#### What is needed:
The whole answer is the data below, retyped exactly.

Natural language region descriptions:
--- START ---

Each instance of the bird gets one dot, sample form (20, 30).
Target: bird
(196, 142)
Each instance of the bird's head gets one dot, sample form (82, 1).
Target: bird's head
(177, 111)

--- END ---

#### Problem solution:
Each instance of the bird gets one dot, sample form (20, 30).
Target: bird
(196, 142)
Each instance of the bird's head gets one dot, sample form (82, 1).
Target: bird's head
(177, 111)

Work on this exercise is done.